### Problem details
Pick out every line of the rows below that contains the word "hallway" and copy each one in full. Only matches with the same letter case count.
* START The data *
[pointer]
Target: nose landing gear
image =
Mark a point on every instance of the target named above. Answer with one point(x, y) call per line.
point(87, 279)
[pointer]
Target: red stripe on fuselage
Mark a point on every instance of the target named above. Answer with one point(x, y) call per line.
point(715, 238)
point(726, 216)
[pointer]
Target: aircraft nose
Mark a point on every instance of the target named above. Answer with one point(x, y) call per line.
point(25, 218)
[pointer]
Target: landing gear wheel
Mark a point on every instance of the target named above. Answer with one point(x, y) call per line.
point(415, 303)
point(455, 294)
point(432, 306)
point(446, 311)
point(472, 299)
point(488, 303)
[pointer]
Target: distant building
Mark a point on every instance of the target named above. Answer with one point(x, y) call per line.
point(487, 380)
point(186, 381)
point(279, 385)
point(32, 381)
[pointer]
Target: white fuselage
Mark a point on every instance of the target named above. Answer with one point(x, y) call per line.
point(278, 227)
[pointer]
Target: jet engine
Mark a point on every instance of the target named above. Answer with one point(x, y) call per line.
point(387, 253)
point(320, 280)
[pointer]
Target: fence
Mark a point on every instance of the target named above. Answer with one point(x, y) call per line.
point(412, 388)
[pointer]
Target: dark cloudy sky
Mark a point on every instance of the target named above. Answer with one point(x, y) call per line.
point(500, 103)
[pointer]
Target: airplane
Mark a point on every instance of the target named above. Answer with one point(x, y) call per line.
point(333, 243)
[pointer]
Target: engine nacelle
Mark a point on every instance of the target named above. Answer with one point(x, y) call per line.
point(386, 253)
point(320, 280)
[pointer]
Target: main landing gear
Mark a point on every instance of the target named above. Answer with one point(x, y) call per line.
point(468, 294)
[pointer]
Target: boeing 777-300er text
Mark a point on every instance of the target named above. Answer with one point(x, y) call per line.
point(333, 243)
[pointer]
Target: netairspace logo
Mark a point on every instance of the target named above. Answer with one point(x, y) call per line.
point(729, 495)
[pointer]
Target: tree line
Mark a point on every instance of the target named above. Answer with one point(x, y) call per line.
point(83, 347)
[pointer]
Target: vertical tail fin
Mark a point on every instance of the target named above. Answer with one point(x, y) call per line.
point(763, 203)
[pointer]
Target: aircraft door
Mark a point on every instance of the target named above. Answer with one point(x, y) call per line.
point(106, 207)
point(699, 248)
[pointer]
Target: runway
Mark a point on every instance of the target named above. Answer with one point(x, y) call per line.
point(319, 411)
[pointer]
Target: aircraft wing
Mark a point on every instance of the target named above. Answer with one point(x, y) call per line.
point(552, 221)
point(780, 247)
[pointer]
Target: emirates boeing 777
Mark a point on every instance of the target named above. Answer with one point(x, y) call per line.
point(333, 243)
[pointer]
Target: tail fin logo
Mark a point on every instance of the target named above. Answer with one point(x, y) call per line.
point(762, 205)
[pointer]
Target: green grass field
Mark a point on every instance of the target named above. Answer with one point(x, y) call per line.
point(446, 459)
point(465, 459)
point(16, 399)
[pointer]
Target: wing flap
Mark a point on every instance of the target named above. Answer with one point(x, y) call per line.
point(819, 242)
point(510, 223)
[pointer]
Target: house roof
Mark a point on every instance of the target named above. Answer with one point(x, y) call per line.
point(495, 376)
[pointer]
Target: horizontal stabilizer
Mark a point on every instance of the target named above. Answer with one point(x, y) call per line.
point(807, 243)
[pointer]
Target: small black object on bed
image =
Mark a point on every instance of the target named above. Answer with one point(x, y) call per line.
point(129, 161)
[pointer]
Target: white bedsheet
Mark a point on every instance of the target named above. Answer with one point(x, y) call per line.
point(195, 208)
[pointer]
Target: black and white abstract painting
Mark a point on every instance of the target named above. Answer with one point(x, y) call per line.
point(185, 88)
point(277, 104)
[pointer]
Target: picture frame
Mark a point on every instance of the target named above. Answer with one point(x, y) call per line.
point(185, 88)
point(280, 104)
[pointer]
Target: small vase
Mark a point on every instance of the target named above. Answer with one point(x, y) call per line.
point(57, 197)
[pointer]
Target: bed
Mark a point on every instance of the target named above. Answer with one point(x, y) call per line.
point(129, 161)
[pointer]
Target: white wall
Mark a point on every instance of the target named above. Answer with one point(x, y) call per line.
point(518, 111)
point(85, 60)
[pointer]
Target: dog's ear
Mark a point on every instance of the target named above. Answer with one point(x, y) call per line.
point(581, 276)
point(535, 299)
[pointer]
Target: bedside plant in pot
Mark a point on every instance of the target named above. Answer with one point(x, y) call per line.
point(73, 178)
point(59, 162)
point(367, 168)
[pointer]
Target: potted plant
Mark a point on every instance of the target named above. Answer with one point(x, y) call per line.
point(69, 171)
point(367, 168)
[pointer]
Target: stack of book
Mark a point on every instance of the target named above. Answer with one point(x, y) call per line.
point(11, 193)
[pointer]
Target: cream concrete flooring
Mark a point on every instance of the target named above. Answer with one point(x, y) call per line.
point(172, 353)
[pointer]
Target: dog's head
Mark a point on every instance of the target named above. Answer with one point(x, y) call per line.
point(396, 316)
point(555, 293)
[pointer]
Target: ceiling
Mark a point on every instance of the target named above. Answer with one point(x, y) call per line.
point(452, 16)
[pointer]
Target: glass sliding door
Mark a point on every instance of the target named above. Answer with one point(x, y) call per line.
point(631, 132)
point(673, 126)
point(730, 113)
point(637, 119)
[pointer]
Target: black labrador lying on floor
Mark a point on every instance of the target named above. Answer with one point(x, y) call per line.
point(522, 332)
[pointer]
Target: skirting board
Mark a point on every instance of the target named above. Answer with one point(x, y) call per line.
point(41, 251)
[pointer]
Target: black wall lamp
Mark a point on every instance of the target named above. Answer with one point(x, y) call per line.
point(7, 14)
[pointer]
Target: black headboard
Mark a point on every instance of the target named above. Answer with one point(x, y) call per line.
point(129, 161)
* END The data *
* START The data *
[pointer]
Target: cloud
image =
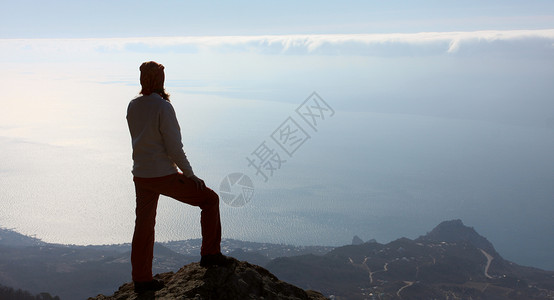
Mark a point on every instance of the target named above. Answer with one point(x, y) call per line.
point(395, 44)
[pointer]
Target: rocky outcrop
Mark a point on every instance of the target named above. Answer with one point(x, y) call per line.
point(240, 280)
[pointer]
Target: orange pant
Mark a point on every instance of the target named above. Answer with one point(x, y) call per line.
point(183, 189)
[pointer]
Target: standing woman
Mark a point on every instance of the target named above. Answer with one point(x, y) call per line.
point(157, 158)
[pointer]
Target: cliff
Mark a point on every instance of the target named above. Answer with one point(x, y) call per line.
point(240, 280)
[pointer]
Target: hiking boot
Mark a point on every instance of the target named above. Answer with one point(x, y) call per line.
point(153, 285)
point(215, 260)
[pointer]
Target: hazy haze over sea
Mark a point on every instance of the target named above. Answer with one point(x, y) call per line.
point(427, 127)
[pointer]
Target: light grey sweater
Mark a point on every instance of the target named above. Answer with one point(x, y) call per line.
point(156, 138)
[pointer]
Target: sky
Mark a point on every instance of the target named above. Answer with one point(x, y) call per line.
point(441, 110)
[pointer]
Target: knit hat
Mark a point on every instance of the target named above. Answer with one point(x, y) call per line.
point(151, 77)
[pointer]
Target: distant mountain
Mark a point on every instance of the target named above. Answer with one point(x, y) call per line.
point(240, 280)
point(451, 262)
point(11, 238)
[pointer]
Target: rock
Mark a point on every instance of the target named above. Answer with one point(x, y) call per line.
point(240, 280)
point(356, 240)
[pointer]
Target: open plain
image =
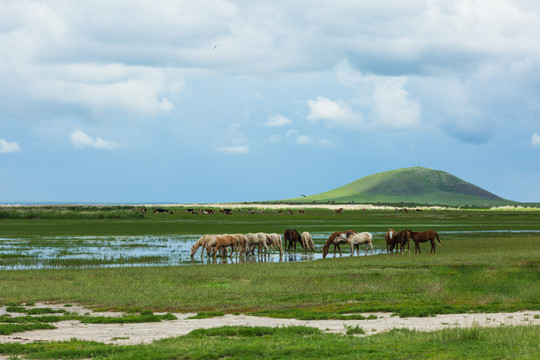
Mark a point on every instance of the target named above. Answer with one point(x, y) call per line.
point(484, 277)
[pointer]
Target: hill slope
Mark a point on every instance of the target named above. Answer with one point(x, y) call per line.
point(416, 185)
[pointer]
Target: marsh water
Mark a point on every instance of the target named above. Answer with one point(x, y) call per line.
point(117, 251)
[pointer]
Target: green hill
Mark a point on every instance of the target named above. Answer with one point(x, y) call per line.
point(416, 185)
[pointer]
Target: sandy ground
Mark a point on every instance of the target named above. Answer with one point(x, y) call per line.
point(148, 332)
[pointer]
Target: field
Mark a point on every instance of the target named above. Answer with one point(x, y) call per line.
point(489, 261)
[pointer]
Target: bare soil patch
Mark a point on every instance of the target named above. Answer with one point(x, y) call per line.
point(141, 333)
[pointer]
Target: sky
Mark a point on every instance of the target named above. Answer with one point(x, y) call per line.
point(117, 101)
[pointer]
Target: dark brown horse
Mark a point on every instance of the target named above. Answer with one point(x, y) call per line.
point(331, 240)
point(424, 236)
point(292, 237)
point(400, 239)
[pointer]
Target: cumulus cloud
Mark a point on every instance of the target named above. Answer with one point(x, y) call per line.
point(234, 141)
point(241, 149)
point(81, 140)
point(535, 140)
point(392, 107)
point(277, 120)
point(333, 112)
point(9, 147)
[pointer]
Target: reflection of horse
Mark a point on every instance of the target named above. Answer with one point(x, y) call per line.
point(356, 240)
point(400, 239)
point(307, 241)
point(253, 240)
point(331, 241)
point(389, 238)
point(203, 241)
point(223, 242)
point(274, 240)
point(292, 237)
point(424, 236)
* END The data *
* START The data *
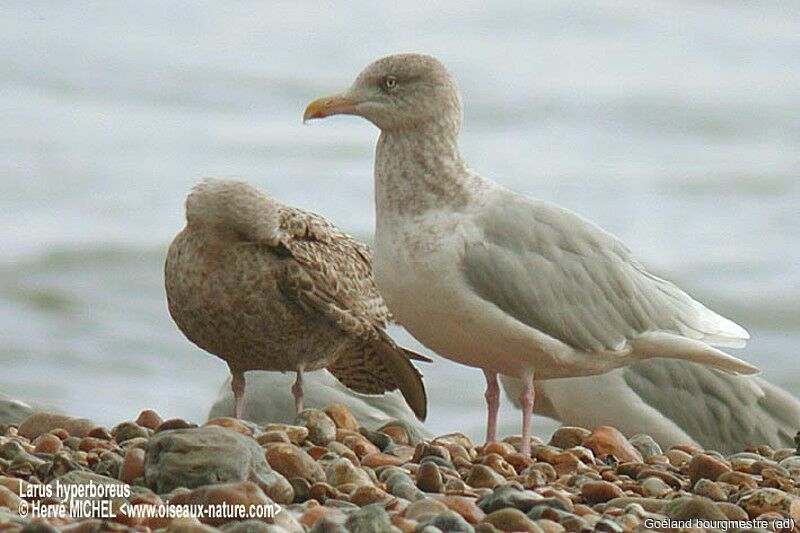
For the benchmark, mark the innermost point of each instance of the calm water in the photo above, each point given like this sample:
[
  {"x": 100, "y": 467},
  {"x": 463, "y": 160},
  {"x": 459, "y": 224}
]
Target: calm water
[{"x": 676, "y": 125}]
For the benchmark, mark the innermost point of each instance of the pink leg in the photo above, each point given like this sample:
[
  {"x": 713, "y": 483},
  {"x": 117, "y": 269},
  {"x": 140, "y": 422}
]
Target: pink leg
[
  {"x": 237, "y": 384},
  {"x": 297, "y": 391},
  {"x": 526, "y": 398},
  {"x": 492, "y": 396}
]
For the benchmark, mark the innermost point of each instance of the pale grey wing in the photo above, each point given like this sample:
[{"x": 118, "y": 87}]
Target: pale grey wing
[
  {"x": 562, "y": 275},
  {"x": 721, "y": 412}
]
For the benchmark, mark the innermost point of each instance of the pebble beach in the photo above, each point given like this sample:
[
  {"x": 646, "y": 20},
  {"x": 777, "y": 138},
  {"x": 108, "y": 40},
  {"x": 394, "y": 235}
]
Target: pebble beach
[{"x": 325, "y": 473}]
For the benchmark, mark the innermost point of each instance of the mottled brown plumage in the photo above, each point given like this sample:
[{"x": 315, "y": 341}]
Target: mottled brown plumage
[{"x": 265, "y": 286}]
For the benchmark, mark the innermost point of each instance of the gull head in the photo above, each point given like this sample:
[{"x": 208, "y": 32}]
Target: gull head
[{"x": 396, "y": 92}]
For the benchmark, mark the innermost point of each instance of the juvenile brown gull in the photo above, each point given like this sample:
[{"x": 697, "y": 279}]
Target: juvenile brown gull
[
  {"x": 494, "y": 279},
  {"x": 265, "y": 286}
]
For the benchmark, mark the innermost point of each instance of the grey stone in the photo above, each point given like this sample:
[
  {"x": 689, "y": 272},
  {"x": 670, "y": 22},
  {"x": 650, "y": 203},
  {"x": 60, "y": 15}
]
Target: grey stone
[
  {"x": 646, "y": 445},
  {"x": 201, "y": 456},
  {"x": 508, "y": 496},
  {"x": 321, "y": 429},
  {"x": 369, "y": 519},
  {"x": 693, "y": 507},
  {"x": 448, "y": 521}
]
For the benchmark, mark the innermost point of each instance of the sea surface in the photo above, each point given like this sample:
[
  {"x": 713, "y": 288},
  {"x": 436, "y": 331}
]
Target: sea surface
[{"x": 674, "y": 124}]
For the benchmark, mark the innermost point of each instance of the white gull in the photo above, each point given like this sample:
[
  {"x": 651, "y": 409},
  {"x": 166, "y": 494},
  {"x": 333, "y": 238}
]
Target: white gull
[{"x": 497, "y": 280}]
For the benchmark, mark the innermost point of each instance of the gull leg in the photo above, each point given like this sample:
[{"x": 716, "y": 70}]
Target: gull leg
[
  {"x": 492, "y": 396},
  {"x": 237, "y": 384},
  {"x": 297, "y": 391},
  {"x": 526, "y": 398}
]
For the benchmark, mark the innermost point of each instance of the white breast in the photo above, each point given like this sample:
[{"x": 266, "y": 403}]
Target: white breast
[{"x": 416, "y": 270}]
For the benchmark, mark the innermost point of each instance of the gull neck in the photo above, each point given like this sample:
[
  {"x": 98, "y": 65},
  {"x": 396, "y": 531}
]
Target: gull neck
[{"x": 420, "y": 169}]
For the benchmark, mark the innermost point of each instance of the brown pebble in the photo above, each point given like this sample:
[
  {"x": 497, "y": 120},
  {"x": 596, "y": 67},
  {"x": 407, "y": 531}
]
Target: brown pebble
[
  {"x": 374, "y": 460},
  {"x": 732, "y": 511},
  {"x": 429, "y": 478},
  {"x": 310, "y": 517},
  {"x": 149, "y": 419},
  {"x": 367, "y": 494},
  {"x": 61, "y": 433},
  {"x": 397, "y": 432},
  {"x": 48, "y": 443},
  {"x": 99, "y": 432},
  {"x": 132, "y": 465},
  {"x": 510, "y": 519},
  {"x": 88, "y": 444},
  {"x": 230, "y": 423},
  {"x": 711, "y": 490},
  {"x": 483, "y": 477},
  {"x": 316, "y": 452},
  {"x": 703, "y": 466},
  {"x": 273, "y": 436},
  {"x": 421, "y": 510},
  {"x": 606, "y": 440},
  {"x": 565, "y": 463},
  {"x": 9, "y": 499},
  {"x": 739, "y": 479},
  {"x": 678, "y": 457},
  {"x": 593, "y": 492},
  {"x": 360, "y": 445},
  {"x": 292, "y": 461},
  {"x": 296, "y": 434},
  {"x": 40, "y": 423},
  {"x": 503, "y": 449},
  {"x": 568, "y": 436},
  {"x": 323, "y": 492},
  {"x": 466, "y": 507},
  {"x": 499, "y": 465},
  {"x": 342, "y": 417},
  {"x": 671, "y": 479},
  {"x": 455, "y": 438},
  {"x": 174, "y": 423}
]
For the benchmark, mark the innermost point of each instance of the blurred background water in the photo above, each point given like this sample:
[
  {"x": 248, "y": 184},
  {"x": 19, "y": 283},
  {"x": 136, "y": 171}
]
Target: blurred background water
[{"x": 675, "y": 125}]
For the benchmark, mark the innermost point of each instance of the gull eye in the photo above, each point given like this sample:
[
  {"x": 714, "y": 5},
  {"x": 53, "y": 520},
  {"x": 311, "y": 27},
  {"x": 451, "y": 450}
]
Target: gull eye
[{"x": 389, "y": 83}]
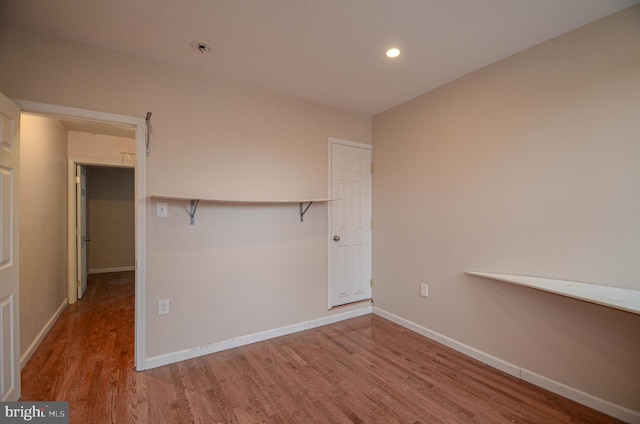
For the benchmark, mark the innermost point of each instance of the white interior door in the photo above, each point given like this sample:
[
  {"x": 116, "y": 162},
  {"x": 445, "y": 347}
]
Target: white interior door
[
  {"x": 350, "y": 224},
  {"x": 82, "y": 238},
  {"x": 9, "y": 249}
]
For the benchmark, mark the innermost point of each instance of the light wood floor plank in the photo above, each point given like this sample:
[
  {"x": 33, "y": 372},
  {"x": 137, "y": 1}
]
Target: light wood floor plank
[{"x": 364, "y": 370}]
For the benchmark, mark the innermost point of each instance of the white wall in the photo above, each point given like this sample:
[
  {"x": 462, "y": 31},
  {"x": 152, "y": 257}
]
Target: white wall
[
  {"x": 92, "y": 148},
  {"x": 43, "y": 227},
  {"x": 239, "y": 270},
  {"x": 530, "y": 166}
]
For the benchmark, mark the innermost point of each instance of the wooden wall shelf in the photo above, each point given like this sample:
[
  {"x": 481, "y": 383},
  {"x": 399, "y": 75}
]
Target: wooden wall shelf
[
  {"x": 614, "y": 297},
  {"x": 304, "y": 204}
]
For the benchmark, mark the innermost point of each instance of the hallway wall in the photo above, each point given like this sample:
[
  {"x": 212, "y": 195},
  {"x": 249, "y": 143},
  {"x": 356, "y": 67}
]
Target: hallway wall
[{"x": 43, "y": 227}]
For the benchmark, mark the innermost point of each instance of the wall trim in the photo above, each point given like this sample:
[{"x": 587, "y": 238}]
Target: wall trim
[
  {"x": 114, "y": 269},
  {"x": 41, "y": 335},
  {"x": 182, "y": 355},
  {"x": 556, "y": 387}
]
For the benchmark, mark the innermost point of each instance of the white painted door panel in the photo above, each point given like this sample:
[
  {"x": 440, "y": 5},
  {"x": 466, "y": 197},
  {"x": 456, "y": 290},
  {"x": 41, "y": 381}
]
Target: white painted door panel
* END The data *
### Expected output
For the benchmark, mark the innermost point of each instance of the hallway wall in the photo above, each point given like this sample:
Target: hallway wall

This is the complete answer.